◆ **ABOUT THIS EXERCISE**: Print every line of the data word for word.

◆ **MATERIAL PROVIDED**:
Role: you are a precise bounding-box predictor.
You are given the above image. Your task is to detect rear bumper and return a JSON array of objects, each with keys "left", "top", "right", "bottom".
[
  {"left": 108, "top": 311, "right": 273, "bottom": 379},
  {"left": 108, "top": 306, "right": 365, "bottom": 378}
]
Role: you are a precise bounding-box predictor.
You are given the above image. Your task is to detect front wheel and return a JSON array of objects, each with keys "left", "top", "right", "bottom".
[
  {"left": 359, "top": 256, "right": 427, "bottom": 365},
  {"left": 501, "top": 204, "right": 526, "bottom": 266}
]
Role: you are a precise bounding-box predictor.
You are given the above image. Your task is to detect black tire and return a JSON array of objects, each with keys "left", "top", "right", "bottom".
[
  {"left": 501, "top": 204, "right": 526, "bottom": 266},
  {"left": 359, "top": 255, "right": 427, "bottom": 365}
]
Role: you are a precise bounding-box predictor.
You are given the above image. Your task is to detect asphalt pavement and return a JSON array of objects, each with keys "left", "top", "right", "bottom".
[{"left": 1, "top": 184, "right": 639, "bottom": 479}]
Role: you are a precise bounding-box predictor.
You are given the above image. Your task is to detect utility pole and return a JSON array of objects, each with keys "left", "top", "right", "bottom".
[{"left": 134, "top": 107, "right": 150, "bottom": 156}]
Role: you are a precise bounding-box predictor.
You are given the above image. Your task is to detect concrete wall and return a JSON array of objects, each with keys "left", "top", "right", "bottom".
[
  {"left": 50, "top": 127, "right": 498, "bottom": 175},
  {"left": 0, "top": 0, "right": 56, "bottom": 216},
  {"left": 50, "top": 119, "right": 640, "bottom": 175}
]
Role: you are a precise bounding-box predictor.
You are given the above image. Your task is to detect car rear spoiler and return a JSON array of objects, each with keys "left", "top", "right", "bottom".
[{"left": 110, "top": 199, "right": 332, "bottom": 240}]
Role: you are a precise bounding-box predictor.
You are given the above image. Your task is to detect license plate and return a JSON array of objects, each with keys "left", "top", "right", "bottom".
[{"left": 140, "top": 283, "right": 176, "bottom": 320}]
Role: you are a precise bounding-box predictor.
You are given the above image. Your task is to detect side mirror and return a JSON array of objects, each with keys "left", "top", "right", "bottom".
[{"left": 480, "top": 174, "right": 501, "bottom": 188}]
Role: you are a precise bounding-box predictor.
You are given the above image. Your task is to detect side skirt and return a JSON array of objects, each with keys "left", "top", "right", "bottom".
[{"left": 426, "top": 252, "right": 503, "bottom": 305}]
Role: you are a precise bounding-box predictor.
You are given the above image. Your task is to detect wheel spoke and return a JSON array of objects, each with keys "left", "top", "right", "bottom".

◆ **EXPECTED OUTPUT**:
Role: you are a precise bounding-box predictor.
You are given the above image. Your task is to detect rear bumper and return a JSON array of objects, each with keys "left", "top", "right", "bottom".
[
  {"left": 108, "top": 311, "right": 273, "bottom": 379},
  {"left": 108, "top": 306, "right": 365, "bottom": 378}
]
Role: you are a precise bounding-box predictor.
You are given the above image. Your task is to detect front wheel and return a JSON array of objects, each with keys "left", "top", "right", "bottom".
[
  {"left": 359, "top": 256, "right": 427, "bottom": 365},
  {"left": 501, "top": 204, "right": 526, "bottom": 266}
]
Role: you are a precise bounding-box predictor.
You are given the above image. Your task is to detect black tire and return a JSON array of objects, each with keys "left", "top", "right", "bottom".
[
  {"left": 501, "top": 204, "right": 526, "bottom": 266},
  {"left": 359, "top": 255, "right": 427, "bottom": 365}
]
Role: you are a precise bounding-box predictor.
You are given the above image. Your task is to detect asphalt pavement and return a JSON array of objects, each with keys "left", "top", "right", "bottom".
[{"left": 1, "top": 184, "right": 639, "bottom": 479}]
Role: you are a precise bounding-box predictor.
You are given the above image. Your task is to detect utility pole and return a JSON array of objects, each with keys "left", "top", "right", "bottom".
[{"left": 134, "top": 107, "right": 150, "bottom": 156}]
Role: you are a precise bounding-box predictor.
You are given the above image. Your task is to detect concrete wall and return a JSON array of objects, each with keys "left", "top", "right", "bottom".
[
  {"left": 50, "top": 127, "right": 498, "bottom": 175},
  {"left": 0, "top": 0, "right": 56, "bottom": 216},
  {"left": 50, "top": 119, "right": 640, "bottom": 175}
]
Role: you are a precise bounding-box predictor.
You are given the above image. Your task is to detect car rear spoiler and return a JSON array of objects, each with keys "left", "top", "right", "bottom".
[{"left": 110, "top": 199, "right": 332, "bottom": 240}]
Role: you are a precise bounding-box predictor.
You are given the above image. Your task is to detect license plate and return a JSON array of objects, each with keys "left", "top", "right", "bottom".
[{"left": 140, "top": 283, "right": 176, "bottom": 320}]
Role: you are a precise bounding-box predictor.
You are given the above image. Your task is to detect side mirror and return a JSON array of objects, each with keys "left", "top", "right", "bottom".
[{"left": 480, "top": 174, "right": 501, "bottom": 188}]
Role: you are a precise bounding-box predictor.
You are given the above image. Your task is to detect side skirt and return a JSON array of objects, each with keys "left", "top", "right", "bottom".
[{"left": 426, "top": 252, "right": 503, "bottom": 305}]
Role: you are a precise bounding-box predictor.
You are given the above image. Your task is to detect wheel spoke and return a JSON array of objects, each with keys "left", "top", "right", "bottom".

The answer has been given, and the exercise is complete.